- Parts of the exercise -
(a) Decide whether each statement agrees with the issue on asyncio cursor support, answering yes or no and quoting the deciding words: (i) The current AsyncCursor runs queries concurrently with ThreadPoolExecutor. (ii) The polling loop of the current AsyncCursor waits with asyncio.sleep(). (iii) aiobotocore and aioboto3 require exact patch-level botocore version matches.
(b) Which two async wrappers for boto3 does the issue on asyncio cursor support name?
(c) Reproduce the passage of the issue on asyncio cursor support starting at "Existing async wrappers" and ending at "issues in practice.".

- Selected extract -

-- start --

Skip to content

Add native asyncio cursor support (AioCursor) #662

@laughingman7743

Description

@laughingman7743

Summary

Add native asyncio cursor support to PyAthena, enabling async/await based query execution without blocking the event loop. This provides true async I/O for applications using asyncio (e.g., FastAPI, aiohttp, async ETL pipelines).

Motivation

The current AsyncCursor uses ThreadPoolExecutor to run queries concurrently, but all boto3 calls (including the polling loop with time.sleep()) block the calling thread. This prevents effective integration with asyncio event loops where coroutines expect non-blocking operations.

A native asyncio cursor would:

  • Allow await cursor.execute(...) without blocking the event loop
  • Use asyncio.sleep() during polling, releasing the event loop for other coroutines
  • Support async for row in cursor: iteration
  • Enable proper integration with asyncio-based web frameworks and orchestrators

Why not aiobotocore / aioboto3?

Existing async wrappers for boto3 (aiobotocore, aioboto3) impose strict version pinning on botocore/boto3, which frequently conflicts with users' dependency trees and makes version management fragile. These libraries require exact patch-level botocore version matches, causing widespread compatibility issues in practice.

-- end --

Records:
-- start --

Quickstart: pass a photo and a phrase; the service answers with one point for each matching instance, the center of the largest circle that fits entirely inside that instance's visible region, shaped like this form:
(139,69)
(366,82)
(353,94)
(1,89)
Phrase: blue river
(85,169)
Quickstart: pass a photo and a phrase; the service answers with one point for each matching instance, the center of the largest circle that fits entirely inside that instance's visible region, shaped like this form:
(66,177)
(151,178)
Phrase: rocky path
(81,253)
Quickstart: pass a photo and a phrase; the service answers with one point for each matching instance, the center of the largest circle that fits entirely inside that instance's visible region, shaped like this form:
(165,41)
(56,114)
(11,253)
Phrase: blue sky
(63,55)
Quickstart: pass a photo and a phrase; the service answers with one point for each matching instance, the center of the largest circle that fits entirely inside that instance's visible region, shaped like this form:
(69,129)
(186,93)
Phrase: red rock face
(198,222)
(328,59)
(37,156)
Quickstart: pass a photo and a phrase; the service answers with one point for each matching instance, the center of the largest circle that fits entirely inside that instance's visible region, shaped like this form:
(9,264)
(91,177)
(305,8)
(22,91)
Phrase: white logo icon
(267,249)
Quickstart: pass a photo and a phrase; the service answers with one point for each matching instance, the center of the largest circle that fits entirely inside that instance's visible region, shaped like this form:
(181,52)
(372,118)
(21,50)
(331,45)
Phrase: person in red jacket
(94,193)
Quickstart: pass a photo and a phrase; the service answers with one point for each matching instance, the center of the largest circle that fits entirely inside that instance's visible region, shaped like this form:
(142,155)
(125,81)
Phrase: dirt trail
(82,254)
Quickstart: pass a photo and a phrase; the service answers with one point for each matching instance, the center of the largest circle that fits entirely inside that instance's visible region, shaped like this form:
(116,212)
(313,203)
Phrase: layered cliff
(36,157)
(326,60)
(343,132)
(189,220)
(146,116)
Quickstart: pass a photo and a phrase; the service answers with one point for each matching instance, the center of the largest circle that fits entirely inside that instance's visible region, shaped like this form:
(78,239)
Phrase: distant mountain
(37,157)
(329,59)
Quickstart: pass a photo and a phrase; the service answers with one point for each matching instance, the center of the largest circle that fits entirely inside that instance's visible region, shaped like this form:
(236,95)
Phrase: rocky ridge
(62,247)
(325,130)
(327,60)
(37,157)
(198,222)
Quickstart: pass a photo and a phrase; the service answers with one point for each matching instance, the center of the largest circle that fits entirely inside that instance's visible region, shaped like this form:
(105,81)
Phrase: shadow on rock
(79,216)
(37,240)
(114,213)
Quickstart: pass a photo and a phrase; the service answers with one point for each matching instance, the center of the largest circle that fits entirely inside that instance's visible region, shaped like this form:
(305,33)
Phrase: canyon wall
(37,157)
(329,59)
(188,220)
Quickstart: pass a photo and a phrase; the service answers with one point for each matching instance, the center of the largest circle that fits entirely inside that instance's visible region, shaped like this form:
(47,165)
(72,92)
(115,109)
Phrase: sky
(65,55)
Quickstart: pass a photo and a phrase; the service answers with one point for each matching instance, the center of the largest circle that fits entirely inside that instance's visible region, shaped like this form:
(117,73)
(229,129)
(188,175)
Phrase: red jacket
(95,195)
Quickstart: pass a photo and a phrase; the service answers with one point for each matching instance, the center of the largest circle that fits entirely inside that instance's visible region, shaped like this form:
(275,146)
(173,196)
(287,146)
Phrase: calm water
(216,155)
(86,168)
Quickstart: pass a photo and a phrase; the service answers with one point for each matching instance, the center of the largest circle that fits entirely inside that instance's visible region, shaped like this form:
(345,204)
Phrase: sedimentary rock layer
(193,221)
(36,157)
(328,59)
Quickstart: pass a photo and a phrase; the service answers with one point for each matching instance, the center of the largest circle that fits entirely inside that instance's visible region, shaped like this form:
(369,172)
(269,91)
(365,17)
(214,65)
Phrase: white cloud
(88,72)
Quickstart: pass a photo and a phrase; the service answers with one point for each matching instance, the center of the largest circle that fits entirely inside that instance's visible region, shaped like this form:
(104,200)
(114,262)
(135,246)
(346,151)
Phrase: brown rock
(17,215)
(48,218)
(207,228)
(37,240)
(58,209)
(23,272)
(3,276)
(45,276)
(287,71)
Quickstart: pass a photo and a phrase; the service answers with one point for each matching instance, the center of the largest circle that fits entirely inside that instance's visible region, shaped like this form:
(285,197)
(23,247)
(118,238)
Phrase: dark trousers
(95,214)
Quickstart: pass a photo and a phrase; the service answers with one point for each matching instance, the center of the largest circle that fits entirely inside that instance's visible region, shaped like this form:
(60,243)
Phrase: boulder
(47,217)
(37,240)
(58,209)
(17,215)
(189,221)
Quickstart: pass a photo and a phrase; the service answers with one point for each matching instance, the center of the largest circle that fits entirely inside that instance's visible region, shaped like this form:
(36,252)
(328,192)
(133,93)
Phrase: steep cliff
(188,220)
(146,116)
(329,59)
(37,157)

-- end --

- The responses -
(a)
(i) Yes: "The current AsyncCursor uses ThreadPoolExecutor to run queries concurrently"
(ii) No: "including the polling loop with time.sleep()"
(iii) Yes: "These libraries require exact patch-level botocore version matches"

(b) aiobotocore and aioboto3.

(c)
Existing async wrappers for boto3 (aiobotocore, aioboto3) impose strict version pinning on botocore/boto3, which frequently conflicts with users' dependency trees and makes version management fragile. These libraries require exact patch-level botocore version matches, causing widespread compatibility issues in practice.